Data excerpts:
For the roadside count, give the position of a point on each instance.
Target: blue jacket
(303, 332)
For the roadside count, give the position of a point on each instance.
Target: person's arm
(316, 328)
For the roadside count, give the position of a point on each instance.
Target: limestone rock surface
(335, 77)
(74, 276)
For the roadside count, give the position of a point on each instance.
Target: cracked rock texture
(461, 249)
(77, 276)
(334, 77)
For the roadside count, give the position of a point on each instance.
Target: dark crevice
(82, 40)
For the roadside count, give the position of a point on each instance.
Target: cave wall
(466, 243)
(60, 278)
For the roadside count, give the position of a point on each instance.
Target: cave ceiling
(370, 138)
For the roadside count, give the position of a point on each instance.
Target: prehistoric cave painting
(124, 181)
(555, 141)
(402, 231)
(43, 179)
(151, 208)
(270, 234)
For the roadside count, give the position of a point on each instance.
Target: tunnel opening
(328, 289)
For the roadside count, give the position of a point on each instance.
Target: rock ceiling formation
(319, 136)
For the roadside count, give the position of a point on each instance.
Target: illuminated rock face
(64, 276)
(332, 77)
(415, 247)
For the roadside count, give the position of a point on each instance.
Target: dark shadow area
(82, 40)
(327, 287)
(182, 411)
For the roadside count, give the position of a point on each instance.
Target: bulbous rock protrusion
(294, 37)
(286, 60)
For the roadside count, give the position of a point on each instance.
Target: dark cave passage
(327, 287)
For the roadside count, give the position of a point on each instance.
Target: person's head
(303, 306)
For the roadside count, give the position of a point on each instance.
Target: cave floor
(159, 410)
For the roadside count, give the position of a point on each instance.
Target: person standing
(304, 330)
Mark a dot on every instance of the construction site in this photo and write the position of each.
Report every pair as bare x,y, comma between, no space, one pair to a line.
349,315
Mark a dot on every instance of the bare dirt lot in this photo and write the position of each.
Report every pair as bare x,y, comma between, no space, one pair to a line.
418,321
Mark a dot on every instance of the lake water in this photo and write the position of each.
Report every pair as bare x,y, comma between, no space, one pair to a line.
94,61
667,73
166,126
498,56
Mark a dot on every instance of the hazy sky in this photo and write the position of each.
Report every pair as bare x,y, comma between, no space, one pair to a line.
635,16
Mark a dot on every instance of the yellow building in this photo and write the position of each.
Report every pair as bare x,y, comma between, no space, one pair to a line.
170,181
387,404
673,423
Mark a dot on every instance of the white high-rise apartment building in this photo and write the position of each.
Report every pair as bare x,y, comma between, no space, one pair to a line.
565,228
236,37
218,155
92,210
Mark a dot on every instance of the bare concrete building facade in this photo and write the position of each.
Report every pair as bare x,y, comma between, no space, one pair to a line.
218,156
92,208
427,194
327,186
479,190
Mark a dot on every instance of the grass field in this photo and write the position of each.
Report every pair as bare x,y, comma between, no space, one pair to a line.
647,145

* * *

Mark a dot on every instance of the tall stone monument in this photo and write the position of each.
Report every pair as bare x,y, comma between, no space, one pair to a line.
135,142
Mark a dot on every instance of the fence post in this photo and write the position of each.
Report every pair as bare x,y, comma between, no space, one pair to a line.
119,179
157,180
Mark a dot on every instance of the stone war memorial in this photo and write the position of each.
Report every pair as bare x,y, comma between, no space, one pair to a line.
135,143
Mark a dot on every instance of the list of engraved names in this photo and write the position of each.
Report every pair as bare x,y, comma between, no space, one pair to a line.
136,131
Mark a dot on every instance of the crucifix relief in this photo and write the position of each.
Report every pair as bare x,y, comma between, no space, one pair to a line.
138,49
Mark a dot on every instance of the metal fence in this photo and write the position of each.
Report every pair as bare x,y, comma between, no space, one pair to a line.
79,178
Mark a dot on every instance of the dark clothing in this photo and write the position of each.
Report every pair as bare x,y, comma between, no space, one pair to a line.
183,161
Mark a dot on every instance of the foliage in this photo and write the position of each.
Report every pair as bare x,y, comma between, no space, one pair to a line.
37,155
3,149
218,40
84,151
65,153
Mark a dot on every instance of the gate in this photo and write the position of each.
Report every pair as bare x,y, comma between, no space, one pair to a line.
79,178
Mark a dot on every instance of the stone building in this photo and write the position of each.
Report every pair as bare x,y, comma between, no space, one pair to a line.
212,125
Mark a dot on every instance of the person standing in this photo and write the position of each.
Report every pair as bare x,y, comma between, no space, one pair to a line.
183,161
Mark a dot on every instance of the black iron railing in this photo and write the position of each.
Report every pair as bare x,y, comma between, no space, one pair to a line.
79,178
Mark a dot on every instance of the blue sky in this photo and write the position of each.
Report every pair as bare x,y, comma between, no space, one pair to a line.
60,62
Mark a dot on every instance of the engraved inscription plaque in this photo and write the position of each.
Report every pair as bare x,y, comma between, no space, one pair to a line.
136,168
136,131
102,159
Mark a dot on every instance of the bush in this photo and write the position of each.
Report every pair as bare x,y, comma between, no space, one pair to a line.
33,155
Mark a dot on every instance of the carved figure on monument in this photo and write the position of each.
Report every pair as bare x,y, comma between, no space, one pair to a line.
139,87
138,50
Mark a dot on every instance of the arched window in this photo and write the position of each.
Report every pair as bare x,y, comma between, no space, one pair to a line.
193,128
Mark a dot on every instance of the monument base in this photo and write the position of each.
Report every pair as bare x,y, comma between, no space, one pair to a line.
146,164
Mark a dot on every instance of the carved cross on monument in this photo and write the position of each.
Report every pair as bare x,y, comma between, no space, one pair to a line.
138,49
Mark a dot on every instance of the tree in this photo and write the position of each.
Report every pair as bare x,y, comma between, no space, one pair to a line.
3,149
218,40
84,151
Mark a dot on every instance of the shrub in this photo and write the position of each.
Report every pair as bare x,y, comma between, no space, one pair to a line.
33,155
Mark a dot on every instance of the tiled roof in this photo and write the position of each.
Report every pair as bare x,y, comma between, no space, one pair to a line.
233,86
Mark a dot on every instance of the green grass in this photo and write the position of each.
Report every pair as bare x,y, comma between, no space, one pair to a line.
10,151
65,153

[Task directions] The word to find is "monument". Copy every line of the data that holds it.

[Task response]
Mark a dot on every instance of the tall stone monument in this photo and write the position of each.
Mark a dot on every instance of the carved figure on monument in this photo and write the position of each.
Mark a dot on every instance of the monument base in this photo and write the position of each.
Mark a dot on every instance of the carved cross on monument in this photo and write the position of each.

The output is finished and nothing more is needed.